Your task is to output the data exactly as it stands.

Coordinate annotation entries:
********
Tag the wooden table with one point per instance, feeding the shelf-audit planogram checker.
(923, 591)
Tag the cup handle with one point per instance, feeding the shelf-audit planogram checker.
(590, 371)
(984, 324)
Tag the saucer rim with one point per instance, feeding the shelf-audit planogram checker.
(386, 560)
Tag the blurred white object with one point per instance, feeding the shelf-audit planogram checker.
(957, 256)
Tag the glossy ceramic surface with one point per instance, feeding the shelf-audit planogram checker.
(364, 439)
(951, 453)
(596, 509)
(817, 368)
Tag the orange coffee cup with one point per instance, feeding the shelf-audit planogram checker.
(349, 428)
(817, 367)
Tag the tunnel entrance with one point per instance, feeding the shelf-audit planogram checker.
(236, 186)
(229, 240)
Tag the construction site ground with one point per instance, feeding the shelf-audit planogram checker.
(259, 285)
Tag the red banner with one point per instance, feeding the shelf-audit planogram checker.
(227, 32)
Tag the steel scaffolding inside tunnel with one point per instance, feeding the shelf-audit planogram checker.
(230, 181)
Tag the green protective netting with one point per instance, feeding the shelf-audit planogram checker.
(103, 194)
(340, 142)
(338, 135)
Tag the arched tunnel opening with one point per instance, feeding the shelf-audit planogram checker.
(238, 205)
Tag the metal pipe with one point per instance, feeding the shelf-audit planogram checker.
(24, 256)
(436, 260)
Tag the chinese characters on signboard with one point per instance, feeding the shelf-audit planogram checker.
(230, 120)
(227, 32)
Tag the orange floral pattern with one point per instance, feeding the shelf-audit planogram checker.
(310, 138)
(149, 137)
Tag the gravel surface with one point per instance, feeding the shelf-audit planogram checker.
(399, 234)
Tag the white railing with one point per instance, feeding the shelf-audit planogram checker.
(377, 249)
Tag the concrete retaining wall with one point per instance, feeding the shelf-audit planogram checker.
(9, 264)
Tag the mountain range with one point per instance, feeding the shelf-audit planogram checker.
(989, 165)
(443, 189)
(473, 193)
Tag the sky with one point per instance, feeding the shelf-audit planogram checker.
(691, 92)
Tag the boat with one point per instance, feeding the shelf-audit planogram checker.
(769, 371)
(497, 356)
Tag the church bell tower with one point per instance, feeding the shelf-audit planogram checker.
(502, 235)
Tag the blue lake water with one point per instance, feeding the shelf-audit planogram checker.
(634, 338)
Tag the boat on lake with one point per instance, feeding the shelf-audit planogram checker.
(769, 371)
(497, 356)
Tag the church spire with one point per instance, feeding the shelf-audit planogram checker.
********
■ Final answer ■
Tag the wooden table with one point per instance, feeding the shelf-audit planogram checker.
(923, 591)
Tag the cup handle with one point per instance, feeding the shelf-audit planogram checker.
(590, 371)
(984, 324)
Tag the saucer rim with one point per instance, feeding the shelf-audit planogram checker.
(386, 560)
Tag the blurred white object with one point per instance, feeding the shelf-audit planogram checker.
(957, 256)
Tag the glossy ceramic surface with one point per instance, feeding the shelf-audit planogram checker.
(364, 439)
(951, 453)
(596, 509)
(817, 368)
Tag the orange coffee cup with one point per instance, feeding the shelf-audit planogram checker.
(349, 428)
(817, 367)
Tag the tunnel entrance with one point per instance, feeding the shelf-audit planogram checker.
(236, 186)
(229, 240)
Tag the construction site ground with one point per instance, feeding the shelf-audit planogram checker.
(259, 285)
Tag the red banner with one point per instance, feeding the shelf-audit planogram checker.
(227, 32)
Tag the steel scaffolding inside tunnel with one point per instance, feeding the shelf-audit planogram checker.
(230, 181)
Tag the green protective netting with one point per instance, feeding the shelf-audit planogram checker.
(103, 194)
(340, 142)
(338, 135)
Tag the arched tunnel opening with one point per instance, feeding the shelf-audit planogram checker.
(238, 205)
Tag the metal pipe with one point per instance, feeding the shelf-audit planogram checker.
(24, 256)
(436, 260)
Tag the chinese characters on signboard with one point per instance, feeding the shelf-audit planogram checker.
(230, 120)
(227, 32)
Tag the orange floral pattern with one point per instance, feeding the shelf-audit planogram checker.
(310, 138)
(149, 137)
Tag the gravel surface with one point per instance, feeding the shelf-audit planogram checker.
(399, 234)
Tag the white railing with one point per instance, feeding the shelf-audit planogram checker.
(377, 249)
Tag the concrete retaining wall with one point per instance, feeding the shelf-audit planogram checker.
(9, 264)
Tag the mountain range with one point per instance, feeding the shelf-audit planogram checker.
(989, 165)
(443, 189)
(473, 193)
Tag the sky with one point per instance, feeding the shelf-audit planogram checker.
(691, 92)
Tag the boat with one point per instance, feeding the shelf-audit planogram checker.
(769, 371)
(497, 356)
Tag the church bell tower with one point per instance, feeding the shelf-audit planogram checker.
(502, 235)
Tag the blue lake water with one point per instance, feeding the shelf-audit planogram checker.
(634, 338)
Tag the boat on lake with one point per instance, feeding the shelf-audit planogram checker.
(769, 371)
(497, 356)
Tag the church spire with one point per instance, feeding the shelf-audit planogram checker.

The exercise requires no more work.